• _Directive_
Reproduce the following data line for line, with no changes.

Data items
•••••
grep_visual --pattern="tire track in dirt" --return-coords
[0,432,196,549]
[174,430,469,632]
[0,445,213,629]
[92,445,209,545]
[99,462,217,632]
•••••
• _In response_
grep_visual --pattern="tire track in dirt" --return-coords
[0,432,196,549]
[174,430,469,632]
[0,445,213,629]
[92,445,209,545]
[99,462,217,632]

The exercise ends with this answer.